--- QUOTED TEXT ---

Robin Wonsley  (born 1991) is an American activist and politician of the Democratic Socialists of America who has been a member of the Minneapolis City Council from the 2nd Ward since 2021.

Early life and education
Wonsley was born in Chicago in 1991 and grew up on the South Side. She attended Carleton College as a Posse Foundation Scholar and graduated in 2013 with a B.A. in Women’s and Gender Studies. After graduation, she was awarded a Watson Fellowship that supported her travel to Canada, Australia, South Africa and Ireland, where she studied criminal justice policies and practices. She moved to Minneapolis in 2014 and became the program coordinator for the University of Minnesota Women's Center and a board member for Restorative Justice Community Action.

She completed a mini MBA in Nonprofit Management from St. Thomas University in 2015 and began a Ph.D. program at the University of Minnesota in 2018. During her Ph.D. program, she conducted research on housing and racial disparities, and completed her Ph.D in Gender, Women, and Sexuality Studies.

Career
After the 2015 killing of Jamar Clark by police officers in Minneapolis, she became politically active over the next several years, including in the Black Lives Matter movement and Fight for $15 organizing efforts to raise the minimum wage in the city. She joined the Twin Cities chapter of Democratic Socialists of America in March 2020. In the summer of 2020, she participated in the George Floyd protests. She also became an organizer in the defund the police movement, an effort to reallocate some community resources towards crime prevention services and programs.

--- MATERIAL ---

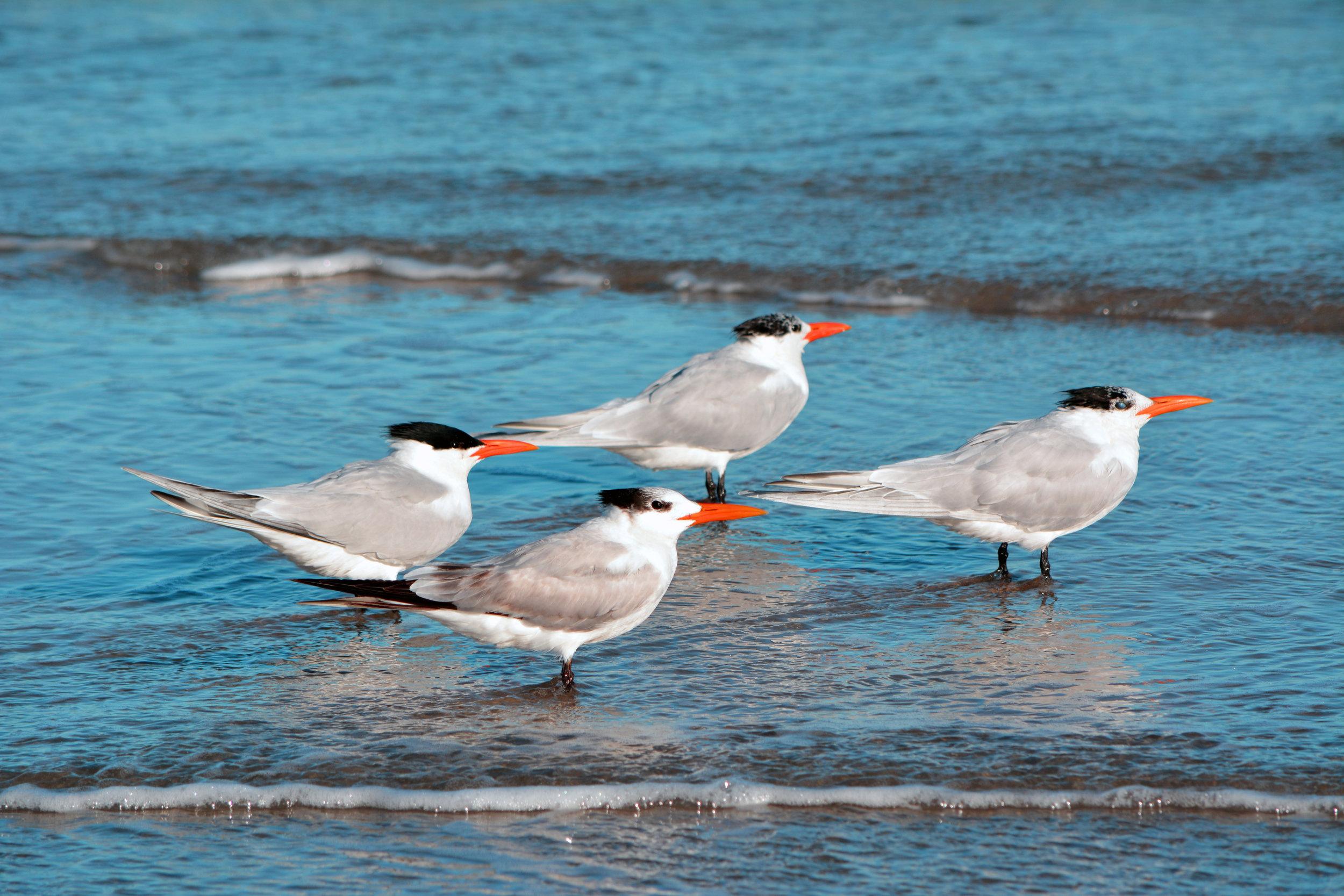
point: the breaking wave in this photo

---

▶ SET EXERCISE 1
In the Robin Wonsley biography, when did she join the Twin Cities chapter of Democratic Socialists of America?
▶ SET EXERCISE 2
Reproduce the passage of the Robin Wonsley biography starting at "Early life and" and ending at "and Sexuality Studies.".

▶ WRITTEN RESPONSE 1
In March 2020.

▶ WRITTEN RESPONSE 2
Early life and education
Wonsley was born in Chicago in 1991 and grew up on the South Side. She attended Carleton College as a Posse Foundation Scholar and graduated in 2013 with a B.A. in Women’s and Gender Studies. After graduation, she was awarded a Watson Fellowship that supported her travel to Canada, Australia, South Africa and Ireland, where she studied criminal justice policies and practices. She moved to Minneapolis in 2014 and became the program coordinator for the University of Minnesota Women's Center and a board member for Restorative Justice Community Action.

She completed a mini MBA in Nonprofit Management from St. Thomas University in 2015 and began a Ph.D. program at the University of Minnesota in 2018. During her Ph.D. program, she conducted research on housing and racial disparities, and completed her Ph.D in Gender, Women, and Sexuality Studies.